*Texte proposé*
····················

Les molécules de la vie prennent leur origine dans l’espace
Une série de découvertes très récentes pourrait bouleverser radicalement la façon dont nous nous représentons en termes scientifiques l'apparition de la vie sur la Terre. Par contre-coup, serait aussi radicalement bouleversée la façon dont nous nous représentons les possibilités de vie proches de la nôtre dans les milliards de planètes potentiellement habitables peuplant l'univers proche.
Jean-Paul Baquiast 29/11/2013
- Le nuage moléculaire Sagittarius B2
C'est un article du NewScientist, cité en référence, signé par Leonie Mueck, éditrice au journal Nature communications, dont la réputation de sérieux est indiscutable, qui signale à l'intention du grand public des faits susceptibles de mettre si l'on peut dire le feu aux poudres. Il faut vraiment que les esprits des terriens soient lents à s'émouvoir pour que cette nouvelle n'ait pas encore fait, selon l'expression, un énorme buzz. Il est vrai que les 80% de ces mêmes terriens convaincus du fait que la vie a été créée par une divinité quelconque ne s'informeront pas de ces découvertes. S'ils le font, il les rejetteront comme sacrilège. Dieu merci, ce n'est pas notre cas. Résumons donc la situation.
La découverte révolutionnaire en question bouleverse l'idée que seule la Terre, ou tout au moins seules des planètes habitables telles que la Terre, peuvent permettre la synthèse de la chimie du carbone indispensable à la genèse de premières formes de vie, hydrocarbones, sucres, alcools et peut-être acides aminés simples. Au contraire, de tels composés organiques, voire d'autres plus complexes, se forment ou pourraient se former dans l'espace interstellaire profond.

····················

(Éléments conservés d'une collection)
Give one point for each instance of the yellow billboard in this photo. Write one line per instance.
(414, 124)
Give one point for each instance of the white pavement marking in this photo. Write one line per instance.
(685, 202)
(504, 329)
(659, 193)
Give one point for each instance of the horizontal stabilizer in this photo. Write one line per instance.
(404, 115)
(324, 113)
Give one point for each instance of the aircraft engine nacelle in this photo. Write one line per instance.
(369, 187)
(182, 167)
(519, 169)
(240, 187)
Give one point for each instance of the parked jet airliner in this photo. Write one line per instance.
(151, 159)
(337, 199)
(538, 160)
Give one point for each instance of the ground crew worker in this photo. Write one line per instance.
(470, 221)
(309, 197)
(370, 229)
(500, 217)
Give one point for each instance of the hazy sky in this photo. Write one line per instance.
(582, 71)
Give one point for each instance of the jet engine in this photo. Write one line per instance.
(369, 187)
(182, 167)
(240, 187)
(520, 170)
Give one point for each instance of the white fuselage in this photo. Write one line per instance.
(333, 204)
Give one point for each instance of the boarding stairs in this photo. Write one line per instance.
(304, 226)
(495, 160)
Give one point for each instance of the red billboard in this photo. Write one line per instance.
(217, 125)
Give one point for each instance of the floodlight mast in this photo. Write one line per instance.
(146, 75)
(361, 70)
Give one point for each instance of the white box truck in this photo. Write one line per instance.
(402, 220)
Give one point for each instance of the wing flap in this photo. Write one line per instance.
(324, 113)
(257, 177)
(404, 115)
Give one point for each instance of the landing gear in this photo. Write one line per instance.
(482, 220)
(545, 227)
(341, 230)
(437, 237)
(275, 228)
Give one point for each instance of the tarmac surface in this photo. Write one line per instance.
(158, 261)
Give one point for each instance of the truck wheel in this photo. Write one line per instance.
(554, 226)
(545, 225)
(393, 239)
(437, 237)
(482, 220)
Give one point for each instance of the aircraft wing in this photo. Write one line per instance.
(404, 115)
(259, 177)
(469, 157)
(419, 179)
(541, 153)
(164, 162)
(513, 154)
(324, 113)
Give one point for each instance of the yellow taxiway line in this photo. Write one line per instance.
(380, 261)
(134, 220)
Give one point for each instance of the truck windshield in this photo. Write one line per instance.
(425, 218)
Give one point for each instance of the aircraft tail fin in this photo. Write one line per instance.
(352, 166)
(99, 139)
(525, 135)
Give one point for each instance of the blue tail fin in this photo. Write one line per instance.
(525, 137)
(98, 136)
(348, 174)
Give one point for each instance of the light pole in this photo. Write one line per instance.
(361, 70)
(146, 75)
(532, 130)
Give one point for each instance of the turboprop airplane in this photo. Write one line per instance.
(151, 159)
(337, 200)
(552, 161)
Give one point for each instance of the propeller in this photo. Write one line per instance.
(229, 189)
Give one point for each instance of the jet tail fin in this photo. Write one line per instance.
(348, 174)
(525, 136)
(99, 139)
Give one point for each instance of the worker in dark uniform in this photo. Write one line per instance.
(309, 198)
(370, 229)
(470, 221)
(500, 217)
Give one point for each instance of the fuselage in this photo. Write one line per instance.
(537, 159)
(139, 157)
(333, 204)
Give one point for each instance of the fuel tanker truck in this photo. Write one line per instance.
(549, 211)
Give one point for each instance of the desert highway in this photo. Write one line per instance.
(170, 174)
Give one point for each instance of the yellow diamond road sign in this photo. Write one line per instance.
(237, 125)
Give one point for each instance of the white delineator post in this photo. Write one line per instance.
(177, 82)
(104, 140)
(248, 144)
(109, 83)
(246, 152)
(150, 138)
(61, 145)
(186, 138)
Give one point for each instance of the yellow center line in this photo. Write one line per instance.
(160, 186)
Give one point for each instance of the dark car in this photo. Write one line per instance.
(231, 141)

····················

*Consigne A*
Extrayez du texte sur les molécules de la vie le passage qui va de « Jean-Paul Baquiast 29/11/2013 » jusqu'à « donc la situation. » inclus.
*Consigne B*
Répondez à ces questions sur le texte sur les molécules de la vie :
(i) Qui signe l'article du NewScientist cité en référence ?
(ii) Quelle part des terriens est convaincue que la vie a été créée par une divinité ?
(iii) Où de tels composés organiques se forment-ils ou pourraient-ils se former ?
*Consigne C*
Poursuivez le texte sur les molécules de la vie après sa dernière phrase.
Les éléments ne sont pas nécessaires pour ce travail.

*Réponse rédigée A*
Jean-Paul Baquiast 29/11/2013
- Le nuage moléculaire Sagittarius B2
C'est un article du NewScientist, cité en référence, signé par Leonie Mueck, éditrice au journal Nature communications, dont la réputation de sérieux est indiscutable, qui signale à l'intention du grand public des faits susceptibles de mettre si l'on peut dire le feu aux poudres. Il faut vraiment que les esprits des terriens soient lents à s'émouvoir pour que cette nouvelle n'ait pas encore fait, selon l'expression, un énorme buzz. Il est vrai que les 80% de ces mêmes terriens convaincus du fait que la vie a été créée par une divinité quelconque ne s'informeront pas de ces découvertes. S'ils le font, il les rejetteront comme sacrilège. Dieu merci, ce n'est pas notre cas. Résumons donc la situation.

*Réponse rédigée B*
(i) Leonie Mueck, éditrice au journal Nature communications.
(ii) 80 % d'entre eux.
(iii) Dans l'espace interstellaire profond.

*Réponse rédigée C*
On sait depuis un certain temps que des molécules telles que l'eau, l'oxyde de carbone CO et l'ammoniaque apparaissent en sous-produits de la nucléosynthèse au coeur des étoiles. Elles se dispersent ensuite sous la forme de nuages moléculaires de très grande taille, tel le nuage Sagittarius B2, au centre de notre galaxie, d'un diamètre de 150 années lumières, très riche en alcool. Ces nuages se condensent régulièrement en donnant naissance à de nouvelles étoiles. La plupart des molécules organiques ainsi constituées ne pourraient sans doute pas se combiner pour donner naissance à des structures capables de se répliquer, autrement dit à des structures vitales, mais elles en sont des précurseurs.
Des météorites
On avait par ailleurs depuis longtemps constaté que des météorites jugés représentatifs des composants du système solaire primitif comportaient des molécules organiques plus complexes que l'eau, le CO et l'ammoniaque. Il s'agissait de divers amino-acides précurseurs des protéines terrestres. Mais alors comment ceux-ci auraient-ils pu se former dans les nuages moléculaires, caractérisés par une densité quasi infinitésimale, un froid intense et l'absence de sources d'énergie nécessaires à des synthèses chimiques ?
Le phénomène paraissait hautement improbable, jusqu'aux années 2010. A partir de cette date, les tout récents télescopes radio et infrarouge mis en service, tels le télescope infrarouge Spitzer de la Nasa ou les radiotélescopes ALMA dans le désert d'Atacama au Chili ont permis d'observer avec une précision jusqu'ici inégalée les manifestations de l'existence de molécules organiques complexes dans le nuage Sagittarius B2 ou dans des étoiles très éloignées de la Terre s'étant formées dans ce nuage.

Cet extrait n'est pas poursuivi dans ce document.